Culturas

por Pascal Jacob

En medio de su novela Et que le vaste monde poursuive sa course folle, el escritor Colum McCann deslizó una fotografía. La imagen era rectangular, en blanco y negro. Se distinguían las torres del World Trade Center conectadas entre sí por un cable, con un hombre cuya silueta suspendida parecía dibujar una cruz. De pie en las nubes, bailaba sobre el vacío, frente al piso 110. Todo el libro gira en torno a esta “miniatura negra en un cielo tormentoso (aureolada por) un silencio terrible, magnífico, a la escucha de sí mismo”. El cable inspira a los poetas y a los filósofos, ya que es la metáfora del destino y de su fragilidad y también el símbolo de la elección de un eje, de una dirección, la expresión de un deseo potente de cruzar las incertidumbres de la existencia. Para Nietzsche, “el hombre es una cuerda tendida entre el animal y el Superhombre – una cuerda sobre un abismo”.

El deseo de vacío


“Orador, profeta o arlequín
siempre huyendo con desprecio
Esos adoquines que el transeúnte pisa,
Anda sobre las orgullosas cumbres
O sobre la cuerda despreciable, pero
por encima de las frentes de la muchedumbre.”

Théodore de Banville, « La Corde roide », Odes funambulesques, 1856.

Apropiarse del cable hoy en día, es elegir cuestionar al hombre en su búsqueda fundadora del Otro, sobre la imposibilidad de existir solo, sin reflejo ni mirada. El funámbulo es la encarnación de la alteridad: halla en lo más profundo de su ser un valor sin límites, se absuelve del miedo y de la razón, y se hunde en lo más profundo de los más agudos terrores desde que la humanidad se enfrenta al Bien y al Mal.

 

 

Sufre también, como lo describe Philippe Petit en su Traité du funambulisme : “Cada segundo raspa como una piedra de afilar. Un dolor interminable se apodera de su cuerpo para reducirlo músculo por músculo. Si se resiste y pasa el límite de lo intolerable, entonces el suplicio se extenderá a los huesos que van a quebrarse uno a uno, atravesados por el cable. Será un esqueleto en equilibrio sobre una cuchilla.” Pero la abnegación y el amor del acróbata son más fuertes que el dolor y la angustia. Enceguecido por su deseo de vacío, niega la realidad y asciende a un nivel de inconsciencia que le permite vencer. Cruza el espejo. Es una metáfora elegante de la obstinación del acróbata en empujar los límites, en comprimir la razón en un cinturón de cuero cada vez más estrecho, en borrar los obstáculos más insignificantes que podrían contradecir el éxito de lo que no tiene ninguna importancia, para el común de los mortales, pero que le impide vivir y a veces respirar hasta que llega su realización. Quizá se trata simplemente, como lo sugiere de manera bonita el funámbulo Jean-Thierry Baret, “de palpar el aire”… Componer con el vacío: sobre su cable, el acróbata está siempre en el centro de algo. Su cuerpo es un eje, su movilidad el medio para construir una secuencia. Un simple cable tenso, sin otro artificio, y es un primer paso hacia el misterio del equilibrio, del desequilibrio controlado, viva encarnación de la figura del acróbata como factor de progreso.

■ Material proporcionado:
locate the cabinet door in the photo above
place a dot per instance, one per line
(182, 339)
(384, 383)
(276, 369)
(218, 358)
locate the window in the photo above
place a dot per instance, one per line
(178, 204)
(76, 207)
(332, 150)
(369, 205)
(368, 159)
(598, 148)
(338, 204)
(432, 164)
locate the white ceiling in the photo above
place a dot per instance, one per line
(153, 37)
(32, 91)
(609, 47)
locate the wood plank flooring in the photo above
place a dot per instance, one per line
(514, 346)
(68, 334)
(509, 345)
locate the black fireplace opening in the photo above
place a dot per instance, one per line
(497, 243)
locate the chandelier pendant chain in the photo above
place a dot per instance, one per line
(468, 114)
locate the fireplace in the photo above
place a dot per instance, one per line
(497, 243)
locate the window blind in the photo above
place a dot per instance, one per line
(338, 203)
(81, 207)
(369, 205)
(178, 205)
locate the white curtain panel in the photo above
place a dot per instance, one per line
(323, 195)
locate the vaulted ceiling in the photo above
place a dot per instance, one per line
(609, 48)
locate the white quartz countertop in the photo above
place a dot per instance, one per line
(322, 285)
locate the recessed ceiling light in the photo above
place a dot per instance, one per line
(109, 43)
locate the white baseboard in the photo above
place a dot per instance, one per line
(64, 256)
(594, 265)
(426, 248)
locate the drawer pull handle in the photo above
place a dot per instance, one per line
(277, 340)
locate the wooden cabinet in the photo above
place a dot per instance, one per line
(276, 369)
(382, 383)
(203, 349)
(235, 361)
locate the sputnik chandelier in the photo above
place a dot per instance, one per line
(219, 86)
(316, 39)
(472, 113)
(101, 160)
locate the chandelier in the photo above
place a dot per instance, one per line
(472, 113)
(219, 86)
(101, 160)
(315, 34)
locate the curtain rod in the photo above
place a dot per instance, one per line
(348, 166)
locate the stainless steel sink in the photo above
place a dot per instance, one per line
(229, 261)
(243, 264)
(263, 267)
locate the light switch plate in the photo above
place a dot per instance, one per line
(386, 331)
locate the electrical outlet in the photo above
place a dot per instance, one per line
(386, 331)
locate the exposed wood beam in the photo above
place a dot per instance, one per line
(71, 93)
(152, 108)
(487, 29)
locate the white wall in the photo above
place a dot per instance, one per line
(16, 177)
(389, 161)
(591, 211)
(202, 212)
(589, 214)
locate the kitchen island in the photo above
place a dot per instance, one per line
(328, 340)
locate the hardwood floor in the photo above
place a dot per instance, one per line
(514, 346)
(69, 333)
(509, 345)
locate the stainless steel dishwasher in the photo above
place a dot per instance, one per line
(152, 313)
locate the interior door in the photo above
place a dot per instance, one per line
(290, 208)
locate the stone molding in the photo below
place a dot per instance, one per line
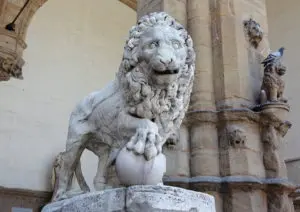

■ Lista de tareas:
**1)** Indica si cada afirmación concuerda con el texto sobre el funambulismo, respondiendo sí o no y citando textualmente las palabras del texto que lo deciden. (a) La fotografía incluida en la novela de Colum McCann era en color. (b) Nietzsche describe al hombre como una cuerda tendida entre el animal y el Superhombre. (c) La expresión "de palpar el aire" se atribuye a Philippe Petit.
**2)** Prolonga, por favor, el texto sobre el funambulismo a partir de su última oración.

■ Respuestas:
**1)**
(a) No: "La imagen era rectangular, en blanco y negro."
(b) Sí: "el hombre es una cuerda tendida entre el animal y el Superhombre – una cuerda sobre un abismo"
(c) No: "como lo sugiere de manera bonita el funámbulo Jean-Thierry Baret, “de palpar el aire”"

**2)**
Equilibrio y asimetría

Según Jean Clair en su brillante introducción en La Grande Parade, “el hombre, primer primate en adoptar la posición bípeda, es también el primer saltimbanqui. Atreviéndose a erguirse sobre el suelo, vacilar, luego avanzar, sin tropezar, hallar su camino sobre dos pies, fue, entre los mamíferos, el primer funámbulo que recorrió el hilo invisible de su existencia”.
El equilibrio sobre alambre genera una disimetría natural, donde el cuerpo se reequilibra sin cesar para avanzar. Esta mezcla de tensión y fragilidad del cable, como gran divergencia jamás resuelta entre equilibrio y desequilibrio, es la que seduce a escritores y poetas. Hallan en la representación del funámbulo o el volatín de cuerda, una infinidad de pretextos para desarrollar alegorías y metáforas, para jugar con la idea de pasarela, de fatalidad y de incertidumbre.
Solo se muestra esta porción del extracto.